I grew up in Glendale, California, in an apartment complex that served as a housing community for people with disabilities. That early, daily exposure to difference and adaptation shaped how I approach teaching—with curiosity, respect, and the conviction that ability comes in many forms. I started at Glendale Community College and transferred to UC San Diego, where I earned a B.S. in Physiology and Neuroscience. I later completed an M.S. in Biology at Cal State LA (GPA 4.0), and I’m currently pursuing graduate training in neuroscience while also working in biomedical engineering research settings.
ABOUT ME
MY TEACHING EXPERIENCE
I’ve taught and tutored across in-home, online, homeschool, and high-support settings, including students with learning differences and executive functioning challenges. I previously served as Academic Director at a residential treatment program for teens dealing with mental health and substance use disorders, where I oversaw individualized academic programming and provided direct instruction in core subjects. In addition to ongoing homeschool instruction and academic management, I’ve provided science, math, English, homework help, and test prep tutoring, with executive-functioning coaching and consistent progress reporting.
MY TEACHING STYLE
I start by figuring out what’s frustrating a student (confusion, gaps, anxiety, organization, or confidence) and then I build a clear plan that makes improvement feel doable. I’m structured and patient, but I keep sessions practical: we work on the exact skills that move grades and scores, and we practice them until they stick. I adapt to how each student learns, especially when attention, motivation, or executive functioning is part of the challenge. And I prioritize a steady feedback loop so students and families always know what we’re working on, why it matters, and what progress looks like.

- [Given data]
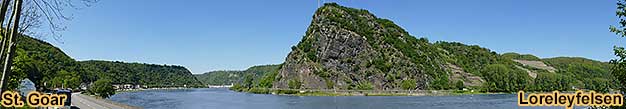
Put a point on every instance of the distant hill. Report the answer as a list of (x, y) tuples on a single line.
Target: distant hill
[(347, 48), (139, 73), (43, 64), (231, 77), (49, 67)]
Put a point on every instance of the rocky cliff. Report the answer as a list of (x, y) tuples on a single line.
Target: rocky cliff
[(346, 48)]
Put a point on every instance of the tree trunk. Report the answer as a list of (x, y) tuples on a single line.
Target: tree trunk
[(6, 72), (3, 11)]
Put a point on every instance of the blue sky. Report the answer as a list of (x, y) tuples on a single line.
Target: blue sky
[(207, 35)]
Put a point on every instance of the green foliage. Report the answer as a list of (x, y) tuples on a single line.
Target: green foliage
[(459, 85), (102, 88), (268, 79), (364, 86), (42, 63), (619, 65), (586, 71), (500, 78), (546, 82), (382, 34), (151, 75), (409, 84), (263, 75), (294, 84), (517, 56)]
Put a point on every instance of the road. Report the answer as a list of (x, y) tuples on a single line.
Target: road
[(87, 102)]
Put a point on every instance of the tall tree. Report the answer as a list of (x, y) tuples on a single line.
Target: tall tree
[(619, 64), (27, 15)]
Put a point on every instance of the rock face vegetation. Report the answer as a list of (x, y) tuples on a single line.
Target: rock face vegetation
[(351, 49)]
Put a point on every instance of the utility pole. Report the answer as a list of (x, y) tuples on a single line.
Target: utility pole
[(6, 71)]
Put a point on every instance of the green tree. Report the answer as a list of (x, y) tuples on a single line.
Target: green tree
[(294, 84), (409, 84), (459, 85), (102, 88), (619, 64), (248, 81)]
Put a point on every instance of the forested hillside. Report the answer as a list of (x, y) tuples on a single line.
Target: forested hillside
[(43, 64), (49, 67), (138, 73), (255, 73), (351, 49)]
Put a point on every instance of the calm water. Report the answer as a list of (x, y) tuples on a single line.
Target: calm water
[(226, 99)]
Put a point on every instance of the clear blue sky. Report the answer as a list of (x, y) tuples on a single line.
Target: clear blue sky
[(207, 35)]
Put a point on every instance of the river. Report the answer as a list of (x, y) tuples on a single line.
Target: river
[(221, 98)]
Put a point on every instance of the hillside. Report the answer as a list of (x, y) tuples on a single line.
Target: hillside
[(43, 63), (139, 73), (46, 64), (347, 48), (231, 77)]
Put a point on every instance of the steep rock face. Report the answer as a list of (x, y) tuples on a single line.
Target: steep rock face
[(346, 48)]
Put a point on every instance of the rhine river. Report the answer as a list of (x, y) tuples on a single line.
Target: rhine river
[(222, 98)]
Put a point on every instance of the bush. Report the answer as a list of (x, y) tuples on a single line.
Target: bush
[(409, 84), (102, 88), (365, 86), (294, 84), (459, 85)]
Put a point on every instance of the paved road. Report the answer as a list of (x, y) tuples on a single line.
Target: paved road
[(87, 102)]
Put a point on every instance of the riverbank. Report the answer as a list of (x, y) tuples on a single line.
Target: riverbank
[(321, 92), (147, 89), (92, 102)]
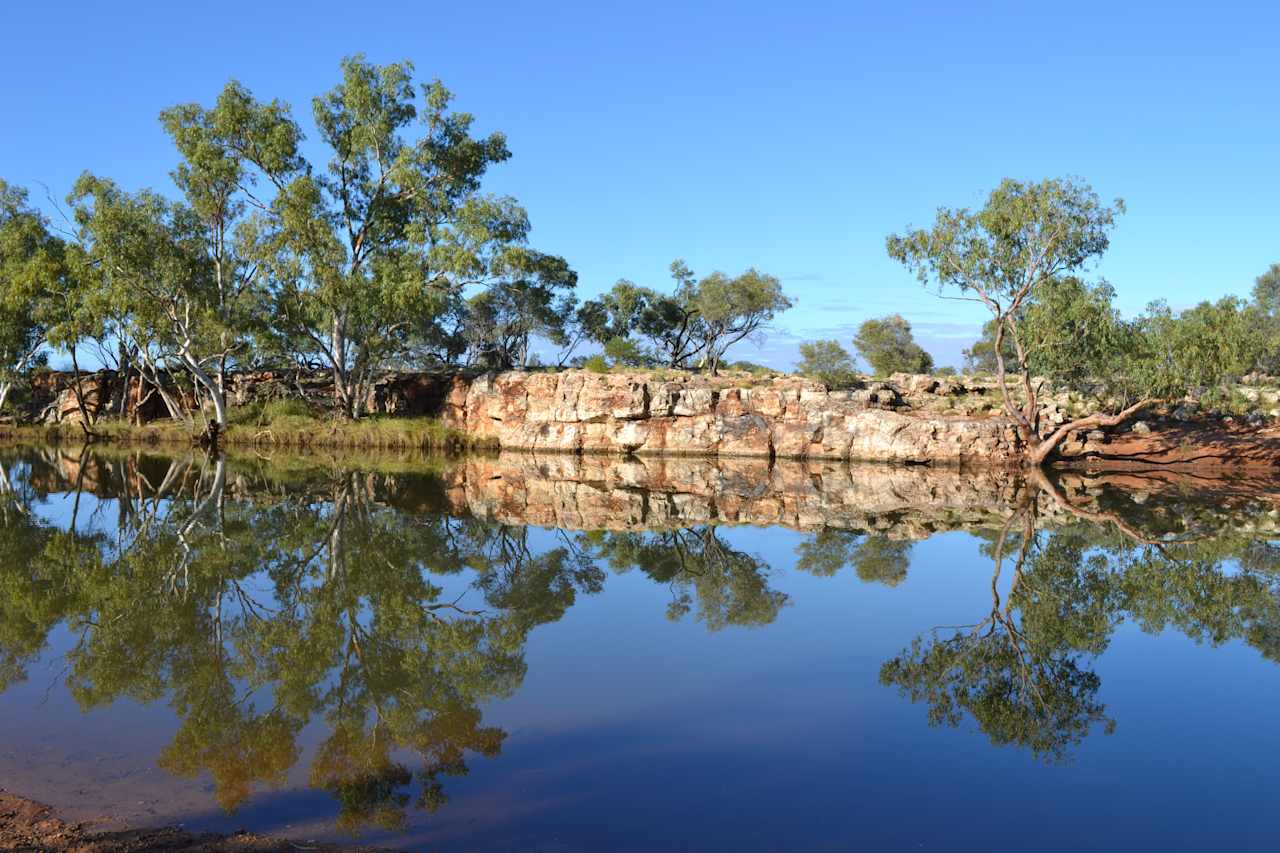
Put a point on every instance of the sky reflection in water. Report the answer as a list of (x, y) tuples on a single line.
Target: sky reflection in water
[(595, 655)]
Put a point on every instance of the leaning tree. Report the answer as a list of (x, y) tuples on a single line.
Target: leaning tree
[(1018, 252)]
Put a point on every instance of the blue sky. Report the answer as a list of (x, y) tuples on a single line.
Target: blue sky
[(789, 137)]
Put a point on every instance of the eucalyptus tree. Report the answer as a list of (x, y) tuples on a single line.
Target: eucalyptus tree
[(534, 297), (32, 268), (1025, 241), (670, 328), (887, 345), (699, 320), (394, 227), (828, 363), (151, 272), (736, 308)]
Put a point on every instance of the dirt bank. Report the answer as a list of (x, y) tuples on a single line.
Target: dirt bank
[(26, 825)]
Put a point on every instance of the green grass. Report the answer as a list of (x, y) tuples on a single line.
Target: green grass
[(286, 423)]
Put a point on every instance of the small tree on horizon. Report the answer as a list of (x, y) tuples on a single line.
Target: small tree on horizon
[(887, 346), (828, 363)]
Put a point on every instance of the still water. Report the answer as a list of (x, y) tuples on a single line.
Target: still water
[(549, 653)]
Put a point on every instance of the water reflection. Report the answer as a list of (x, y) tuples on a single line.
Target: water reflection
[(392, 601)]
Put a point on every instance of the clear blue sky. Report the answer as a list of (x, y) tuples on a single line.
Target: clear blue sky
[(790, 137)]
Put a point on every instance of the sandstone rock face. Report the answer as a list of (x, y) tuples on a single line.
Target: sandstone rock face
[(908, 419), (585, 413)]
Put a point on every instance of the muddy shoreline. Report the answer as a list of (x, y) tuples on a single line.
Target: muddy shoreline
[(27, 825)]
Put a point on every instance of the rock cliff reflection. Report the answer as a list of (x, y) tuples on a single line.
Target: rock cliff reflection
[(391, 601)]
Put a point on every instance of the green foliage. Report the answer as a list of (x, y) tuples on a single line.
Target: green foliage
[(32, 272), (736, 308), (981, 357), (702, 319), (887, 346), (626, 352), (828, 363), (1027, 241), (368, 252), (1206, 346)]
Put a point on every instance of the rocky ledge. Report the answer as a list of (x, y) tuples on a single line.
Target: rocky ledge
[(914, 419)]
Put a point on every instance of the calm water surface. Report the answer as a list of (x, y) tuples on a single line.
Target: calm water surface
[(584, 655)]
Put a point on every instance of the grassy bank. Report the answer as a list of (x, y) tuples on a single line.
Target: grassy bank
[(286, 424)]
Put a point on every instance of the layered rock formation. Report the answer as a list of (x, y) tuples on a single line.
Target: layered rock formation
[(656, 493), (577, 411), (908, 419)]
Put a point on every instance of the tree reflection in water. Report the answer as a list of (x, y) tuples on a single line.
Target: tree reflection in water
[(1023, 673), (257, 602)]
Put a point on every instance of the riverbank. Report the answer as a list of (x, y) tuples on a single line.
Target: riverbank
[(27, 825), (257, 429), (912, 419)]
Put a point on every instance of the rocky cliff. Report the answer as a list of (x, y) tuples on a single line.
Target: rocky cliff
[(912, 419), (577, 411), (658, 493)]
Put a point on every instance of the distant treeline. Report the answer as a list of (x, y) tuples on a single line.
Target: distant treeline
[(388, 254)]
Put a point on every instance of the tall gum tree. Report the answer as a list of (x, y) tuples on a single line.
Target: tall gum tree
[(1027, 240), (146, 263), (391, 229), (32, 267)]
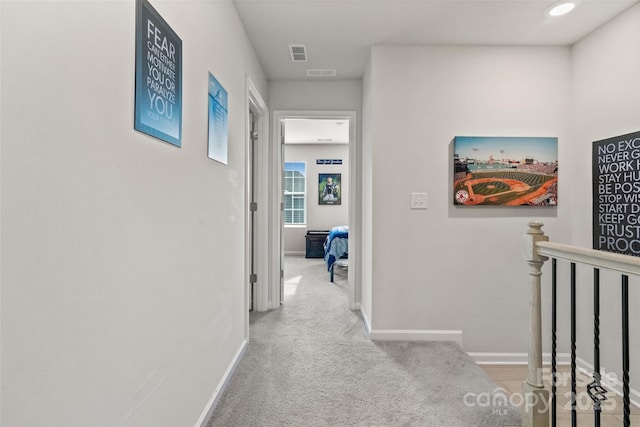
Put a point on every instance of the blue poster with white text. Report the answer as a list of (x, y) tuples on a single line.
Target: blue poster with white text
[(218, 121), (158, 95)]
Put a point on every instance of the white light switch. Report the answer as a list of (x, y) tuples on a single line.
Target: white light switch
[(418, 200)]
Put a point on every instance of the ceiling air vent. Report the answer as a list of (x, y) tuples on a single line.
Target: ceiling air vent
[(321, 72), (298, 52)]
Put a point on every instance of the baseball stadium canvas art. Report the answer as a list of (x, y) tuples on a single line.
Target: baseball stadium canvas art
[(505, 171)]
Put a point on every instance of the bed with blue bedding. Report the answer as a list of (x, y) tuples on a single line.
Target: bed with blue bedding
[(336, 246)]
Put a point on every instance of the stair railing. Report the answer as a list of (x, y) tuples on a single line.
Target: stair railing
[(537, 250)]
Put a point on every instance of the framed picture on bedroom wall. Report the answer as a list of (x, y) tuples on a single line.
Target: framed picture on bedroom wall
[(329, 189)]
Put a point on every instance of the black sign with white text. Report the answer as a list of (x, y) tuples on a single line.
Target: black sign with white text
[(616, 194)]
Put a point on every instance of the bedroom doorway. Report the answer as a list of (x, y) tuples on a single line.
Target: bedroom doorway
[(313, 149)]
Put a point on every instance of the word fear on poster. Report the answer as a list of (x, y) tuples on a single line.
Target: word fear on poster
[(158, 76), (616, 194)]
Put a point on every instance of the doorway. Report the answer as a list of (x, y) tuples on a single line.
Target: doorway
[(315, 163)]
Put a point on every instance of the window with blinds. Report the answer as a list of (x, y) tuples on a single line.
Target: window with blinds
[(295, 193)]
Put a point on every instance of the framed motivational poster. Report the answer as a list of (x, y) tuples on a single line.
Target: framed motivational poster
[(616, 194), (158, 93), (329, 189), (218, 121)]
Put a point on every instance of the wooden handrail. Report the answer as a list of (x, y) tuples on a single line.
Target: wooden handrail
[(625, 264), (536, 250)]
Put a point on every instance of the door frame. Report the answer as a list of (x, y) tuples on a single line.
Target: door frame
[(355, 202), (260, 167)]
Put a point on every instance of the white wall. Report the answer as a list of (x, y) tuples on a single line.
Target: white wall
[(319, 217), (605, 70), (455, 268), (122, 256)]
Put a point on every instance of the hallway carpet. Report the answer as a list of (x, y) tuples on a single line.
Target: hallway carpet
[(311, 363)]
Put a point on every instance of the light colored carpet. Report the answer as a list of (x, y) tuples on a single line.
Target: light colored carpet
[(311, 363)]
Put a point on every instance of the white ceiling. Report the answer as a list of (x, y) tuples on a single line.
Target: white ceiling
[(339, 33), (307, 131)]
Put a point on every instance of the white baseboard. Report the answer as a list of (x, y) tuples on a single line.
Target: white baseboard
[(365, 319), (416, 335), (483, 358), (222, 385)]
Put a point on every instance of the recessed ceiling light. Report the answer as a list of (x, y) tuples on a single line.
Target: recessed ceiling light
[(561, 8)]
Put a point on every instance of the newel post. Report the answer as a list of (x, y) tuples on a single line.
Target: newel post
[(536, 405)]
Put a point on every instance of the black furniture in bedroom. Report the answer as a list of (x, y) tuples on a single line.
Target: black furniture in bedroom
[(315, 241)]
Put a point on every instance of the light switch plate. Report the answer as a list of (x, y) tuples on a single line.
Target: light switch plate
[(418, 200)]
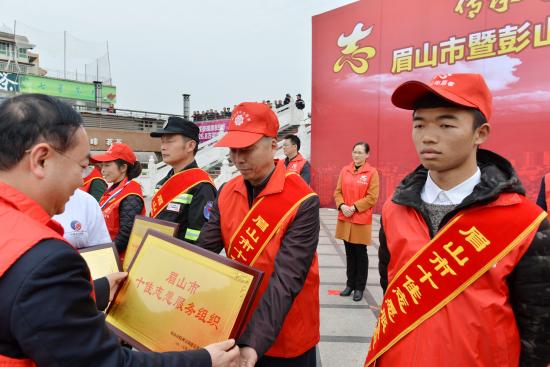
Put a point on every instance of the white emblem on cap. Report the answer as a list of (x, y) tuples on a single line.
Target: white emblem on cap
[(239, 119)]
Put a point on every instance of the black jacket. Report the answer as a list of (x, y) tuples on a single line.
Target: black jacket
[(530, 281), (191, 215), (47, 314)]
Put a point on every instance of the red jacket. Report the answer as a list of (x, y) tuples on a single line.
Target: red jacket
[(478, 327), (355, 186), (110, 203), (300, 331), (23, 224)]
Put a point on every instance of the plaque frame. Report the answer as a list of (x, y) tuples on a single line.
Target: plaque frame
[(245, 310)]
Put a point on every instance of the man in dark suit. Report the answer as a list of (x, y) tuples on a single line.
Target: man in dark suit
[(48, 316)]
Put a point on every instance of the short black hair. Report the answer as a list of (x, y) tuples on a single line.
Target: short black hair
[(432, 100), (132, 170), (28, 119), (364, 144), (294, 140)]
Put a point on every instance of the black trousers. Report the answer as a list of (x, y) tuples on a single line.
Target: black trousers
[(357, 265), (308, 359)]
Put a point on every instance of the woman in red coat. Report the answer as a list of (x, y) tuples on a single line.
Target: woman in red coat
[(356, 194), (124, 199)]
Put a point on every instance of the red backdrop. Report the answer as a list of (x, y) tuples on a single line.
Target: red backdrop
[(508, 41)]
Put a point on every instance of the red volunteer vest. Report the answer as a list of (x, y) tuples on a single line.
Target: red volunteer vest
[(478, 327), (110, 204), (23, 224), (355, 186), (94, 175), (296, 164), (300, 331), (547, 192)]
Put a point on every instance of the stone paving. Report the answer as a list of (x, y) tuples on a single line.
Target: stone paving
[(346, 326)]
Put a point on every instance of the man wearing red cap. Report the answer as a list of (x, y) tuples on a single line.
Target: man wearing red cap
[(463, 255), (269, 219)]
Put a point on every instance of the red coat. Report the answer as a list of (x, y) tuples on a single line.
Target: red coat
[(110, 204), (478, 327), (23, 224), (300, 331)]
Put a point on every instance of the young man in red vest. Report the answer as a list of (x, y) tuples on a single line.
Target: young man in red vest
[(463, 254), (294, 161), (48, 316), (185, 196), (269, 219)]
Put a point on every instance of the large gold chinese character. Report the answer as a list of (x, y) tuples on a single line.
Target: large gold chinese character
[(473, 7), (391, 309), (542, 39), (252, 232), (442, 265), (482, 44), (246, 244), (413, 289), (512, 39), (427, 277), (357, 58), (261, 223), (402, 60), (455, 253), (452, 50), (475, 238), (501, 6), (401, 299)]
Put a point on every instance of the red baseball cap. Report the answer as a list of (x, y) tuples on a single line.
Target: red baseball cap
[(116, 151), (250, 121), (467, 90)]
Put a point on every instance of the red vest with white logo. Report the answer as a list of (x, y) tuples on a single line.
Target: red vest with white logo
[(300, 331), (355, 186), (94, 175), (110, 204), (547, 192), (23, 224), (296, 164), (478, 327)]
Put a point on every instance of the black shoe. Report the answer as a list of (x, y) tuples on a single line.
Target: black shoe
[(346, 292)]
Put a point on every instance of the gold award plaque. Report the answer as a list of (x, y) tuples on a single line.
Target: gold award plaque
[(141, 225), (180, 297), (101, 259)]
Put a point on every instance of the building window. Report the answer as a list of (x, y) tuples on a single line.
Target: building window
[(22, 53)]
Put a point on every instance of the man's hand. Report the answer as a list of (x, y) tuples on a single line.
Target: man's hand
[(114, 280), (347, 210), (249, 357), (224, 354)]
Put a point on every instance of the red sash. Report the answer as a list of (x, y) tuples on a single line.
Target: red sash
[(461, 252), (547, 191), (262, 222), (176, 185)]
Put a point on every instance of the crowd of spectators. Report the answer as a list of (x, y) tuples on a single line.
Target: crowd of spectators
[(226, 111)]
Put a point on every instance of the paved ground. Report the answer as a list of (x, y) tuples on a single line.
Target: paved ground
[(346, 326)]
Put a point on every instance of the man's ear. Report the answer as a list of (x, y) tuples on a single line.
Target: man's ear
[(482, 133), (38, 156)]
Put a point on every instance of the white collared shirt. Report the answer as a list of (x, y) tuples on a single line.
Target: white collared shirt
[(433, 194)]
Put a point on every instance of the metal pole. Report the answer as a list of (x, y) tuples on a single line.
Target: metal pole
[(64, 54)]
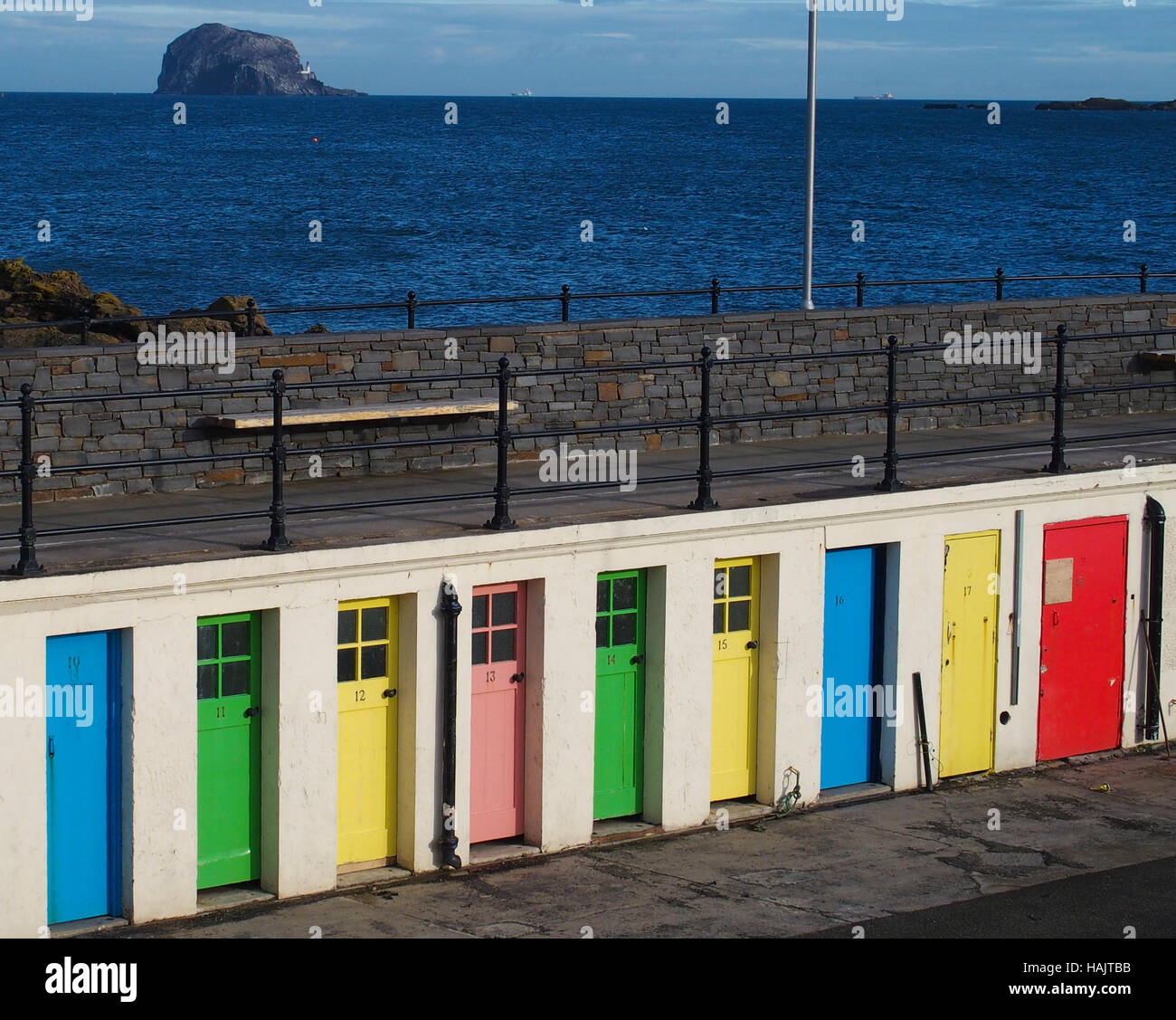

- [Problem details]
Answer these questions from the profile.
(a) At which university did the writer earn a B.S., and in what field?
(b) What position did the writer hold at a residential treatment program for teens?
(c) Under "MY TEACHING STYLE," what does the writer say they prioritize?
The rows have nothing to do with the profile.

- [Your response]
(a) UC San Diego, in Physiology and Neuroscience.
(b) Academic Director.
(c) A steady feedback loop.